BEGIN Text shown

Published on: 01st January 2023 at 15:20 IST
While disbelieving a woman’s dying declaration due to the chain of circumstances surrounding it, the Bombay High Court in a most learned, laudable, landmark and latest judgment titled Sandip Prakash Rathod vs State of Maharashtra in Criminal Appeal No. 286 of 2015 that was reserved as recently as on December 20 set aside a man’s conviction for murdering his wife. The man was convicted in March 2015.
It must be noted that the Court made it clear that part acceptance of dying declaration to convict accused under Section 302 while rejecting the same declaration and acquitting him of Section-498-A cannot be allowed.
It must be noted that there was just no explanation for impression of right thumb on the dying declaration instead of the usual left and also there was no information about whether any sedative was given to her before the declaration. In addition, we also need to note that the endorsement of the medical officer was not supported by case papers.

END Text shown
BEGIN Entries shown

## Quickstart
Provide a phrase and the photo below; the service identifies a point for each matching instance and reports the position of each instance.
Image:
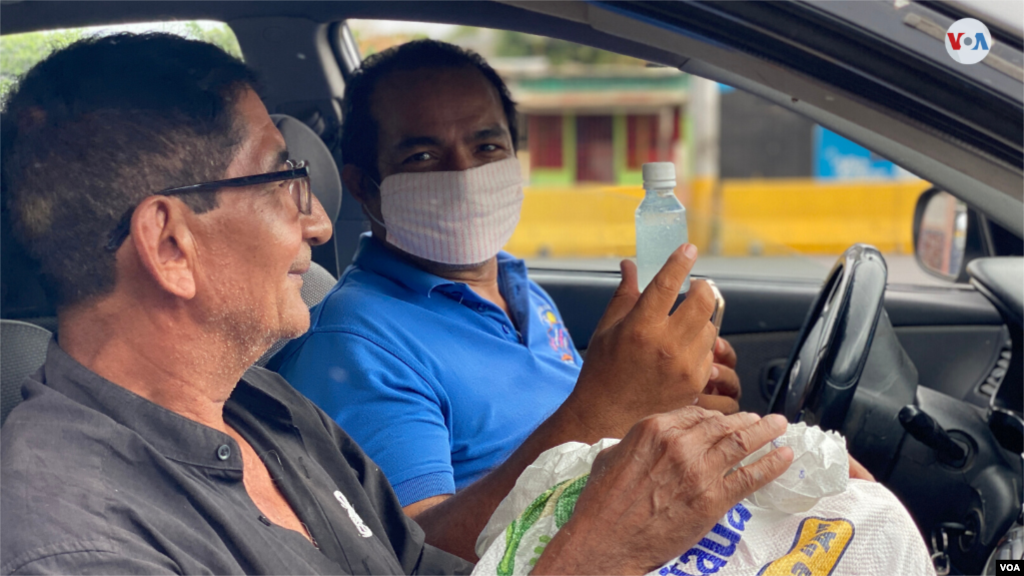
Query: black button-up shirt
(97, 480)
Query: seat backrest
(23, 350)
(316, 282)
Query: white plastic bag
(860, 529)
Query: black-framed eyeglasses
(297, 177)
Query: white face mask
(457, 217)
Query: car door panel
(953, 335)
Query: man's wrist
(568, 552)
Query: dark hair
(97, 126)
(358, 130)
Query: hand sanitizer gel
(660, 221)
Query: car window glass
(19, 51)
(781, 198)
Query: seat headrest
(23, 350)
(303, 144)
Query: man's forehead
(263, 148)
(419, 101)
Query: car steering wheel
(821, 375)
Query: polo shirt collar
(374, 256)
(176, 437)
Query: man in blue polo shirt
(434, 351)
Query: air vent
(991, 383)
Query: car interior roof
(990, 184)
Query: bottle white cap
(659, 174)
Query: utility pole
(704, 112)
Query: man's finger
(660, 294)
(694, 314)
(725, 381)
(624, 299)
(733, 448)
(724, 354)
(715, 427)
(748, 480)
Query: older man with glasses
(146, 444)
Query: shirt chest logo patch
(558, 338)
(361, 528)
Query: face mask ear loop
(371, 214)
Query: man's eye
(419, 157)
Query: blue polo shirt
(435, 383)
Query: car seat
(24, 348)
(24, 341)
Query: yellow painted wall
(770, 216)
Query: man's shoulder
(361, 296)
(52, 493)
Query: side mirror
(947, 234)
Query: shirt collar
(173, 436)
(374, 256)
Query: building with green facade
(595, 124)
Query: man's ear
(165, 245)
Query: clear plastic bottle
(660, 221)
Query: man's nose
(316, 228)
(461, 158)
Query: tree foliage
(18, 52)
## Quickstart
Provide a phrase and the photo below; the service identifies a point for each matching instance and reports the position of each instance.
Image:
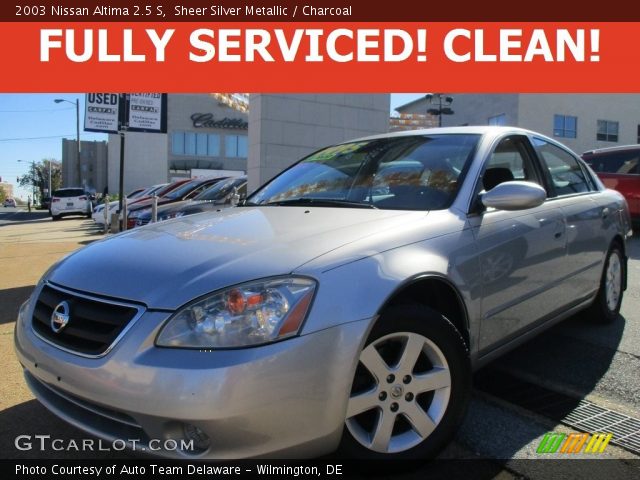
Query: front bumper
(285, 400)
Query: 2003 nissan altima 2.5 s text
(343, 305)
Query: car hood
(168, 264)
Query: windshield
(182, 190)
(221, 189)
(421, 172)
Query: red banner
(320, 57)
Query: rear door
(586, 218)
(520, 251)
(620, 170)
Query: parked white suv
(70, 201)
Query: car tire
(606, 306)
(410, 404)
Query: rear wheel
(606, 306)
(411, 387)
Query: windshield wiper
(322, 202)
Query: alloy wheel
(400, 393)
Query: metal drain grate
(573, 412)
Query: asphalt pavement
(579, 359)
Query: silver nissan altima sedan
(343, 305)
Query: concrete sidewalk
(29, 245)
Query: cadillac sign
(206, 120)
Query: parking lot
(576, 366)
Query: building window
(498, 120)
(235, 146)
(565, 126)
(195, 144)
(607, 131)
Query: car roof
(619, 148)
(469, 130)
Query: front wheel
(411, 387)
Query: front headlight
(249, 314)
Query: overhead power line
(36, 138)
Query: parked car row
(176, 199)
(70, 201)
(619, 169)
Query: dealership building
(580, 121)
(210, 137)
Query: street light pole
(33, 181)
(77, 104)
(443, 106)
(49, 193)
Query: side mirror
(514, 195)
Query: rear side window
(564, 170)
(624, 162)
(69, 192)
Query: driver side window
(510, 160)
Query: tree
(38, 177)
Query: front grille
(94, 324)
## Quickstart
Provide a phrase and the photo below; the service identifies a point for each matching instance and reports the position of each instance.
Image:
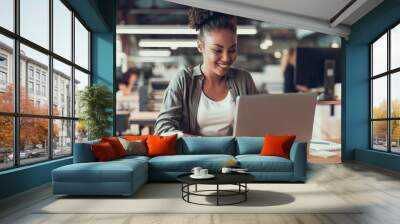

END Entries shown

Actions to take =
#1 Translate this sentence from the court ruling report above into Spanish: "The man was convicted in March 2015."
#2 Please print the part of the court ruling report starting with "It must be noted that there" and going on through "by case papers.".

Answers =
#1 El hombre fue condenado en marzo de 2015.

#2
It must be noted that there was just no explanation for impression of right thumb on the dying declaration instead of the usual left and also there was no information about whether any sedative was given to her before the declaration. In addition, we also need to note that the endorsement of the medical officer was not supported by case papers.